** TASK OBJECTIVE **
Among the entries below, how many lines hold the word "window"? Reply with the number only.

◇ ◇ ◇ ◇

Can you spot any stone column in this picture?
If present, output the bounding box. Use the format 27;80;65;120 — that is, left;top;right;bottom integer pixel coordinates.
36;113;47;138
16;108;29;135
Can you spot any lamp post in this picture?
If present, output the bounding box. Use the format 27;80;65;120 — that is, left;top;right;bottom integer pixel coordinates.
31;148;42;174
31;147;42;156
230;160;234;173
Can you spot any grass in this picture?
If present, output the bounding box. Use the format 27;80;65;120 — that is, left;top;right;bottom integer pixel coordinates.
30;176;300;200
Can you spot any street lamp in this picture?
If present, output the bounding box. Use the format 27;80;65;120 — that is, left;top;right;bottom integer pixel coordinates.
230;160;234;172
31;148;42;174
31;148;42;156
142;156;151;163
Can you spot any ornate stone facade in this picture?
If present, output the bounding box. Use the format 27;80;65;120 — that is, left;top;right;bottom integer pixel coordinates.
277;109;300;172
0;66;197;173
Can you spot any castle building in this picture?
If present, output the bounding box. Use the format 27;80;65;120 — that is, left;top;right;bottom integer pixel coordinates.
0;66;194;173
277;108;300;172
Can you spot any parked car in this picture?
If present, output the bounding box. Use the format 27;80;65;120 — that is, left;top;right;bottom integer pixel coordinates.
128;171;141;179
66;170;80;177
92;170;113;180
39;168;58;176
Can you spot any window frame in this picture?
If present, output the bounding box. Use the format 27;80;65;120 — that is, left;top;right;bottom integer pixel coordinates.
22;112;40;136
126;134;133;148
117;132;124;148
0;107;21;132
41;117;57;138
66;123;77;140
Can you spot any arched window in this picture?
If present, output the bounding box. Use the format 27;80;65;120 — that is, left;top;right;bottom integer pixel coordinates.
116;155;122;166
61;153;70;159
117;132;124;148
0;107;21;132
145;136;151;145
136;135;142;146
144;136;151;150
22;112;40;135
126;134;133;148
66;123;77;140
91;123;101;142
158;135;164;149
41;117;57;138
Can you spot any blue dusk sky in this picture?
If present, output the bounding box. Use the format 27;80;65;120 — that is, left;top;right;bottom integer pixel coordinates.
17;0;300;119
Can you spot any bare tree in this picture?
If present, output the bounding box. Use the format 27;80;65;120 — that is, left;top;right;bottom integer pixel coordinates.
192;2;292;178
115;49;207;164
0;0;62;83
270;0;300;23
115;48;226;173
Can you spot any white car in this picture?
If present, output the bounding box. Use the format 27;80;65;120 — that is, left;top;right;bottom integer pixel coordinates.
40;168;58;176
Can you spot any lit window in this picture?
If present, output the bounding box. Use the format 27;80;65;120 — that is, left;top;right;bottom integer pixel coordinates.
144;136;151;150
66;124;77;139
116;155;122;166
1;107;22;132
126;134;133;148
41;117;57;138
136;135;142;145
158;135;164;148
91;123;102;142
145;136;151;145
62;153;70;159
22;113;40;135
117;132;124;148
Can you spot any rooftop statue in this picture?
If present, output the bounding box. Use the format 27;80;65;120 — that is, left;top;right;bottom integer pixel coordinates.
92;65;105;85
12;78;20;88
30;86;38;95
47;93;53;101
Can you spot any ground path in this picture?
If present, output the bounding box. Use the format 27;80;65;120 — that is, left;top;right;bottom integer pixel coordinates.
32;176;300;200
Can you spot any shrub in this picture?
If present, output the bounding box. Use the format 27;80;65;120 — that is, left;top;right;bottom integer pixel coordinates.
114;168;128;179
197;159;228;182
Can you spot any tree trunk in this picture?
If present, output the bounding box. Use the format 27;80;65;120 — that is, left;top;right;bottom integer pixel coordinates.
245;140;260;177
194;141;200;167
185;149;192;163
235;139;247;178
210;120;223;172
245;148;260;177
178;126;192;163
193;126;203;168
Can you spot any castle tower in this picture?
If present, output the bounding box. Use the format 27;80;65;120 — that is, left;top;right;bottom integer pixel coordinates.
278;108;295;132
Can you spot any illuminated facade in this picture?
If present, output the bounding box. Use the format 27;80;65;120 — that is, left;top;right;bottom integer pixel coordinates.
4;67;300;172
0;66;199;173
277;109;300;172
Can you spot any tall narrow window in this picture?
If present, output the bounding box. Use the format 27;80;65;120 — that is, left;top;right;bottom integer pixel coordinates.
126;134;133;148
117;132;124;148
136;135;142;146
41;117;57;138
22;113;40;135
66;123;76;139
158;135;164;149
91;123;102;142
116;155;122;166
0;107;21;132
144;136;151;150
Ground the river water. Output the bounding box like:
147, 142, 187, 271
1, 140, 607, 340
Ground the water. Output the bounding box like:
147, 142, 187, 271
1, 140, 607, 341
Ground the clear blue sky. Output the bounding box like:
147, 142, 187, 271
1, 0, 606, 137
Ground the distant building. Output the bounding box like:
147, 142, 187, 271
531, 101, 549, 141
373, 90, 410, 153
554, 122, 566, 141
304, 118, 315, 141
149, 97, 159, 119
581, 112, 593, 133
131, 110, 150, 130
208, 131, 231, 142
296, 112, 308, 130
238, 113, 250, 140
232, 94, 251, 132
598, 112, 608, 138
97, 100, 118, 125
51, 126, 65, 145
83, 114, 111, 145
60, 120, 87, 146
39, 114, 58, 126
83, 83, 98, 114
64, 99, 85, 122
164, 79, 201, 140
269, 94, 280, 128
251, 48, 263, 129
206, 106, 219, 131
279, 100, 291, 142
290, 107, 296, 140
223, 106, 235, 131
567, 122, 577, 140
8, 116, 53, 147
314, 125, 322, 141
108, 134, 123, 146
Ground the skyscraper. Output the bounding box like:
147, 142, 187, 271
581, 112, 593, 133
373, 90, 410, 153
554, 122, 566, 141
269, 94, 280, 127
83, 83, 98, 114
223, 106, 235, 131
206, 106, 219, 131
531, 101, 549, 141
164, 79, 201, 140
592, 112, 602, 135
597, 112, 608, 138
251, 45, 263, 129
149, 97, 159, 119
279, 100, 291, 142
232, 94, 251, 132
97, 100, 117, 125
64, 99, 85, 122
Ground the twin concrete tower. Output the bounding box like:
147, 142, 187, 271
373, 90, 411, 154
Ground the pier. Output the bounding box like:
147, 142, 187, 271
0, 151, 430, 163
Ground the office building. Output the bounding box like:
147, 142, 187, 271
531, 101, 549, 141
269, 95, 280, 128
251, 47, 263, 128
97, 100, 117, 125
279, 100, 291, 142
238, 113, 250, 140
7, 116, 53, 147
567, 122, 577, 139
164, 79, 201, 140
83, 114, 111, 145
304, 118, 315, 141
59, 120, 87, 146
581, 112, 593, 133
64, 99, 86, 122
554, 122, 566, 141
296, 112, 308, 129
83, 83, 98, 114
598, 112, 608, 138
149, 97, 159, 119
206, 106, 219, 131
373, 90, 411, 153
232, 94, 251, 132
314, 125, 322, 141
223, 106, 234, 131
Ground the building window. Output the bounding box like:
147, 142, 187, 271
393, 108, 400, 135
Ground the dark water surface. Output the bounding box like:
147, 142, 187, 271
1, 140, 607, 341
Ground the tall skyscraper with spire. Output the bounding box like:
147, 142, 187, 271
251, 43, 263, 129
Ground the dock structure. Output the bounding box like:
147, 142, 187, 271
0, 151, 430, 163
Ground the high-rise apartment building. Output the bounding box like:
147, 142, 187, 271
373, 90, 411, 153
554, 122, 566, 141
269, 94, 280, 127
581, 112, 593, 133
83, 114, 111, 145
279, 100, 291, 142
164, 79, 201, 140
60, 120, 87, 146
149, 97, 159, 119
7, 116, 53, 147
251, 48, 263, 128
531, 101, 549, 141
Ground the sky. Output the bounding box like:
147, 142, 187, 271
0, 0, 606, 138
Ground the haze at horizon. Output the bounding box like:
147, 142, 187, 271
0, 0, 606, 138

◇ ◇ ◇ ◇

** ANSWER AREA **
5